- Segmentation dataset excerpts -
__________________________________________________

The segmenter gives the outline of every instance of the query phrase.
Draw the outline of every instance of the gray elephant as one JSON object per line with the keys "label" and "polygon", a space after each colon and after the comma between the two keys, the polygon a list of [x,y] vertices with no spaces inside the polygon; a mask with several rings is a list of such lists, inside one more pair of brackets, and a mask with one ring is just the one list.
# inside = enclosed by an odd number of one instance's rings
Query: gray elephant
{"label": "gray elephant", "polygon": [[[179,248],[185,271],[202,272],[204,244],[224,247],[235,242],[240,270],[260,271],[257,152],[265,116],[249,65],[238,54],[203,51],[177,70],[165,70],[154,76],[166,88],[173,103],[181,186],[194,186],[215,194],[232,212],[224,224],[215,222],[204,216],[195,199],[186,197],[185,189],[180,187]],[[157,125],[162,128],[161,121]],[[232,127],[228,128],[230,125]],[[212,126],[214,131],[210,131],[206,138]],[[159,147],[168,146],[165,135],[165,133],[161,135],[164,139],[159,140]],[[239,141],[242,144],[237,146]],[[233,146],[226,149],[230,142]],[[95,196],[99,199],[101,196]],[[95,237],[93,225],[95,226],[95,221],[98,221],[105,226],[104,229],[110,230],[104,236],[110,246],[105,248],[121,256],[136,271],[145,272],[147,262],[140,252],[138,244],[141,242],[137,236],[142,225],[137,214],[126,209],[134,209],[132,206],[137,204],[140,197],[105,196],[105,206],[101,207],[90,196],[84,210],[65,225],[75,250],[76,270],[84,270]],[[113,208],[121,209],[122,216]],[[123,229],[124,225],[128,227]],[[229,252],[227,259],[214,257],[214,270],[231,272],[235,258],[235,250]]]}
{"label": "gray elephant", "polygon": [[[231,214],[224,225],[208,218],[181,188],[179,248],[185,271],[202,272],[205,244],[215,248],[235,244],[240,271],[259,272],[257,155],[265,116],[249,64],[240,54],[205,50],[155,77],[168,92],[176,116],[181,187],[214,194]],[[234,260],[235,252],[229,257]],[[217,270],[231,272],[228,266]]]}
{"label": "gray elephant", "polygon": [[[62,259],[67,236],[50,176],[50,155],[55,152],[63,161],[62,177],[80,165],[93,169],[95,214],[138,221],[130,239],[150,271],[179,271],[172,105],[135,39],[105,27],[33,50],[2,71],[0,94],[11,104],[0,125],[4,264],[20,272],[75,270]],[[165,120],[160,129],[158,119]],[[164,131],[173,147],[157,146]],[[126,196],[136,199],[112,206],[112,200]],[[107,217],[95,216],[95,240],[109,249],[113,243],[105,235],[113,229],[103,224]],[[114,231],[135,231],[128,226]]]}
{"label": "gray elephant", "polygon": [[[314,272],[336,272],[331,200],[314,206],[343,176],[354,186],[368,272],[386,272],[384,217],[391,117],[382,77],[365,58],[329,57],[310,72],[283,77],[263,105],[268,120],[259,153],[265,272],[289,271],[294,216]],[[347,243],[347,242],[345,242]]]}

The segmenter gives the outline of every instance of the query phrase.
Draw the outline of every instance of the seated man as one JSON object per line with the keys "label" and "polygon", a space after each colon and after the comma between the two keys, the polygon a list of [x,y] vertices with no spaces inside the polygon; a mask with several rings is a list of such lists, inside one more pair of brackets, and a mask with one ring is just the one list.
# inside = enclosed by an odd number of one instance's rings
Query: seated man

__________________________________________________

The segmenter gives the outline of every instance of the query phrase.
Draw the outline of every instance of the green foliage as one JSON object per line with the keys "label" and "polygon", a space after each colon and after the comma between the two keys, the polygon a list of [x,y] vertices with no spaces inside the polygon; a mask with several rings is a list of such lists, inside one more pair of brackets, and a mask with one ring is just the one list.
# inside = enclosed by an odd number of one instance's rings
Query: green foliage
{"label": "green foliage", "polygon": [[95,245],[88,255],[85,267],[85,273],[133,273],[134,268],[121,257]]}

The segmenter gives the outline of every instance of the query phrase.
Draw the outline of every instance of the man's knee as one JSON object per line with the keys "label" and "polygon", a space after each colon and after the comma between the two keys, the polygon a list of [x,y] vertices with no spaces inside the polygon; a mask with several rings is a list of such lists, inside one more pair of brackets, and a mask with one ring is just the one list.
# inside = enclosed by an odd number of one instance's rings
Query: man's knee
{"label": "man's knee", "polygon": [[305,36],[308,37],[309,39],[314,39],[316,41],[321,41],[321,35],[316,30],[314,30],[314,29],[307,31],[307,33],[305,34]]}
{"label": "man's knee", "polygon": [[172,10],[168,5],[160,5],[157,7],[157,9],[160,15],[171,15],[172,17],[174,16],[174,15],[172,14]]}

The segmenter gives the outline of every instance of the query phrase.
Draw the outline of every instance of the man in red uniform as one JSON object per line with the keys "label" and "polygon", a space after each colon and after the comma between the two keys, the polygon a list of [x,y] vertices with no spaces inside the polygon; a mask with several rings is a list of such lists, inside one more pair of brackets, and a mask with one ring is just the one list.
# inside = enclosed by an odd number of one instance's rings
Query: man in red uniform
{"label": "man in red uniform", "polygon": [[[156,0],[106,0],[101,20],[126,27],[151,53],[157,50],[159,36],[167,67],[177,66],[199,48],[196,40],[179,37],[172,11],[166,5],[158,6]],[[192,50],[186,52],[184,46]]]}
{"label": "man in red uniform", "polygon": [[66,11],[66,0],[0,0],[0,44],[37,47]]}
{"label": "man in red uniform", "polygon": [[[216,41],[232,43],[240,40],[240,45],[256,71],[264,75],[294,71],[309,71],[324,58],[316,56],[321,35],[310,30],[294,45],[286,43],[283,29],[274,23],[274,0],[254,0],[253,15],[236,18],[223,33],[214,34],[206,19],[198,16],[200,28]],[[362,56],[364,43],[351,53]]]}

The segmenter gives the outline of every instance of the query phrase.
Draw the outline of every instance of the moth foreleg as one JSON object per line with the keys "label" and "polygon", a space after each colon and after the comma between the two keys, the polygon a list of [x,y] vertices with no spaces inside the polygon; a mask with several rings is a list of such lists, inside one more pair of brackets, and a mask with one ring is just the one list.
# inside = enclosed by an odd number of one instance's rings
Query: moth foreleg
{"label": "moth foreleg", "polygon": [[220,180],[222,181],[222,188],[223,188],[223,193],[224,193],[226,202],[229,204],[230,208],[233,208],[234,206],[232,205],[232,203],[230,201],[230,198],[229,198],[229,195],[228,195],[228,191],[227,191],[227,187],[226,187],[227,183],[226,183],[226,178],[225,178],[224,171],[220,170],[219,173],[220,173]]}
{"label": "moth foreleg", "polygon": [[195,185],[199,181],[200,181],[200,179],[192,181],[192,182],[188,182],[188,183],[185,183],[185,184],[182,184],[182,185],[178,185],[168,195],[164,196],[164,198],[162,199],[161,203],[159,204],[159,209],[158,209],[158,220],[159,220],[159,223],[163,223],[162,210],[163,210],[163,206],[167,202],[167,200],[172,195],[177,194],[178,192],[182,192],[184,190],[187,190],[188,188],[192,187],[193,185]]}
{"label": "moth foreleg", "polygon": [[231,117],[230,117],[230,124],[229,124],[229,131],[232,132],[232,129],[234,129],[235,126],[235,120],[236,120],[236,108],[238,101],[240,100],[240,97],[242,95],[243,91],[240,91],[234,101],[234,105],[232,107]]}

__________________________________________________

- GOAL -
Count the lines above that contain the word "green", with case counting, and reply with the number alone.

- EXERCISE RESPONSE -
3